# START OF Record excerpts

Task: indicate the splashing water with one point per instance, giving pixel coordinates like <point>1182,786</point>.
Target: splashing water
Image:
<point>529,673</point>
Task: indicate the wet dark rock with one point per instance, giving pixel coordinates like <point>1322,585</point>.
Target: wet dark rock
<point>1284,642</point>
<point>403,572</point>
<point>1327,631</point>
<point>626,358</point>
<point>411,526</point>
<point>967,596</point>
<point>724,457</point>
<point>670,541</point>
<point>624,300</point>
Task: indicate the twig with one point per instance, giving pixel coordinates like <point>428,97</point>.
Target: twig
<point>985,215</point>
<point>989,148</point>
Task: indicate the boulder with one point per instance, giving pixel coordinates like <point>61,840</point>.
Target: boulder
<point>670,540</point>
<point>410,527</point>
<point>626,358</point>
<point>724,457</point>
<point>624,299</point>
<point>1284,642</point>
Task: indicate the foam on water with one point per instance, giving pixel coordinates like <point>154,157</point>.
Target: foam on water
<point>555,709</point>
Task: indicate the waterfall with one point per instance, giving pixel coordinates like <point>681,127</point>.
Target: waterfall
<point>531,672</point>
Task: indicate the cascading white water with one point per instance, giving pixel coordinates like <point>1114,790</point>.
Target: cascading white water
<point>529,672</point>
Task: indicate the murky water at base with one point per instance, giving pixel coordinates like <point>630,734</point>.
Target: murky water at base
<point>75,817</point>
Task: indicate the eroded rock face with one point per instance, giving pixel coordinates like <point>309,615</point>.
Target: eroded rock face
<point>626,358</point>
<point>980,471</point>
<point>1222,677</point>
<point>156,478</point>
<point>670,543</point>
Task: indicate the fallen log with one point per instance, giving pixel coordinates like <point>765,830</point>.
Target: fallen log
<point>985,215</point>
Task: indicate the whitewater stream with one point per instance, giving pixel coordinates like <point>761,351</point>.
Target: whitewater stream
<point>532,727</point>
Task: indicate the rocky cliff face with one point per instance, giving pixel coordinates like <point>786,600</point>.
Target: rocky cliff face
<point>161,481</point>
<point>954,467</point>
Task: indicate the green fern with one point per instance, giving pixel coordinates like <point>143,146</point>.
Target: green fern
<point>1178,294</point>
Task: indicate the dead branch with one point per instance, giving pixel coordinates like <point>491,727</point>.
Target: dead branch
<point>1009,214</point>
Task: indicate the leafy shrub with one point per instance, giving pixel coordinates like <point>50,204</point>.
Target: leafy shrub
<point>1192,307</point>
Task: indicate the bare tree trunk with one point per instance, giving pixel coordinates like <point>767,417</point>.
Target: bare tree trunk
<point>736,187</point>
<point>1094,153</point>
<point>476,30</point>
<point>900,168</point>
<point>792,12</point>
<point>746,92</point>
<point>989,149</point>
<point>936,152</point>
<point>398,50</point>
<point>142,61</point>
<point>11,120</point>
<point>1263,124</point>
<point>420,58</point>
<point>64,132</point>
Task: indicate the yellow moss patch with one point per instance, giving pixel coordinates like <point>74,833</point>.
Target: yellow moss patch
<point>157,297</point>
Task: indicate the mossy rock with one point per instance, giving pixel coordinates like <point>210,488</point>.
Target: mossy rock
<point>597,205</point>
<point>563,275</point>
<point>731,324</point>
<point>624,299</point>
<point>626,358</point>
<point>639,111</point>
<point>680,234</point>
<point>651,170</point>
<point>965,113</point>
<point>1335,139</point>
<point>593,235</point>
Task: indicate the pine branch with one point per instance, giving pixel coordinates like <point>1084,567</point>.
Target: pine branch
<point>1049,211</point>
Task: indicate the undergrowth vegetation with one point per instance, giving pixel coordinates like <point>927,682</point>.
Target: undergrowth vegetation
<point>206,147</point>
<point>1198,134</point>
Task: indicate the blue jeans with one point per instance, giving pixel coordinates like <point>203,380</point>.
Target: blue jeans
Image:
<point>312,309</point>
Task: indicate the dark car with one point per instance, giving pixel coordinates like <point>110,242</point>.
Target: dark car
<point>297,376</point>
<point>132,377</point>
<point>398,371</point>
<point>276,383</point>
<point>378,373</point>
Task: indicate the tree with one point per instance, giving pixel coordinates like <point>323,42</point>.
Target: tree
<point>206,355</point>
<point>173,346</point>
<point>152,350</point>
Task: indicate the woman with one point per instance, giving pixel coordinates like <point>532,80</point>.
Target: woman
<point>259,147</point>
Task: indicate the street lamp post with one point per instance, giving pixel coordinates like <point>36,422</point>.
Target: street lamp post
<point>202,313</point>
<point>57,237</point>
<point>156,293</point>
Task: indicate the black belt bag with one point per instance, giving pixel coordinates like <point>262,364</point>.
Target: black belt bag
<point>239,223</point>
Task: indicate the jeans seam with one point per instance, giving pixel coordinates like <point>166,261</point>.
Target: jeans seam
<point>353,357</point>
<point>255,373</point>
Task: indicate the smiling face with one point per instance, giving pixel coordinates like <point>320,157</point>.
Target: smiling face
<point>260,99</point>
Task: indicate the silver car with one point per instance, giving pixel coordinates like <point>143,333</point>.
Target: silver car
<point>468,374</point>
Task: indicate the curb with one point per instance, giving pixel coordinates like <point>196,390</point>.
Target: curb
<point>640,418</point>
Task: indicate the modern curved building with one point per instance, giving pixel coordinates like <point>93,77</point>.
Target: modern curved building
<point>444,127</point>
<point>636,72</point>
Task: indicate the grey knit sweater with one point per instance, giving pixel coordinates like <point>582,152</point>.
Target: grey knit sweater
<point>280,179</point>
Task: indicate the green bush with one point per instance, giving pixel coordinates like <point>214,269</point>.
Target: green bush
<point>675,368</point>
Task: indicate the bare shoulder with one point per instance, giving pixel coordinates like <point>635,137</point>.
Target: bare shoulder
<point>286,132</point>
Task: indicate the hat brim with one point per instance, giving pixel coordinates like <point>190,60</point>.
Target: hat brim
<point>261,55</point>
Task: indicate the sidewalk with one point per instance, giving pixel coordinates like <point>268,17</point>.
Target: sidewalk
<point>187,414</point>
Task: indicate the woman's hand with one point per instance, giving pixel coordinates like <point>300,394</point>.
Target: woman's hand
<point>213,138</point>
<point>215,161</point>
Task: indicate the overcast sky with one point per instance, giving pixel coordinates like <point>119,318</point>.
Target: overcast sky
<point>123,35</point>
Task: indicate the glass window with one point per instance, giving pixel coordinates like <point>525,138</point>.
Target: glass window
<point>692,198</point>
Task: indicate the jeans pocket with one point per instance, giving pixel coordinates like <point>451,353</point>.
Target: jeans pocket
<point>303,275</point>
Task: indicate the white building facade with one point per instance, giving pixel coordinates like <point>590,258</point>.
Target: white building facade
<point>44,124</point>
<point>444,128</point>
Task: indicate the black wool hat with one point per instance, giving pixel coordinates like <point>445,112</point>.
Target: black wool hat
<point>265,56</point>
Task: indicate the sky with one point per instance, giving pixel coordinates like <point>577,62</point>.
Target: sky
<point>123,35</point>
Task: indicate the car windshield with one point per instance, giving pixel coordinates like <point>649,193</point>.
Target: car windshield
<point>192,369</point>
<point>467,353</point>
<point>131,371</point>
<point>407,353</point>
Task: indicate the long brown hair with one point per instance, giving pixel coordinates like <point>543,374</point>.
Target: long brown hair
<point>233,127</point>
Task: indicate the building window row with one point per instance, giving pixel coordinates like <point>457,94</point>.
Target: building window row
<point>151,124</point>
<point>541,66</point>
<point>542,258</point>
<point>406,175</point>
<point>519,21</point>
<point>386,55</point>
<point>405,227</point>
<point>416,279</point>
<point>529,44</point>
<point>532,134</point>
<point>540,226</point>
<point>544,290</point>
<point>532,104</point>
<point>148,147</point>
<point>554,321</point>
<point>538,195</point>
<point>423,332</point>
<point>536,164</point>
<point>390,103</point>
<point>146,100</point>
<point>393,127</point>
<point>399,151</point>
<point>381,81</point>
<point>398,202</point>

# END OF Record excerpts

Set task:
Using the material above, reproduce exactly the line that contains "Task: indicate the long" and all lines after it through the last one, and only those.

Written response:
Task: indicate the long brown hair with one point per instance, giving pixel coordinates like <point>543,374</point>.
Target: long brown hair
<point>233,127</point>
Task: indicate the building window row with one point per instance, giving pixel coordinates like <point>457,94</point>.
Target: building window row
<point>151,124</point>
<point>541,66</point>
<point>542,258</point>
<point>406,175</point>
<point>519,21</point>
<point>386,55</point>
<point>405,227</point>
<point>416,279</point>
<point>529,44</point>
<point>532,134</point>
<point>540,226</point>
<point>544,290</point>
<point>532,104</point>
<point>148,147</point>
<point>554,321</point>
<point>538,195</point>
<point>423,332</point>
<point>536,164</point>
<point>390,103</point>
<point>146,100</point>
<point>393,127</point>
<point>399,151</point>
<point>381,81</point>
<point>398,202</point>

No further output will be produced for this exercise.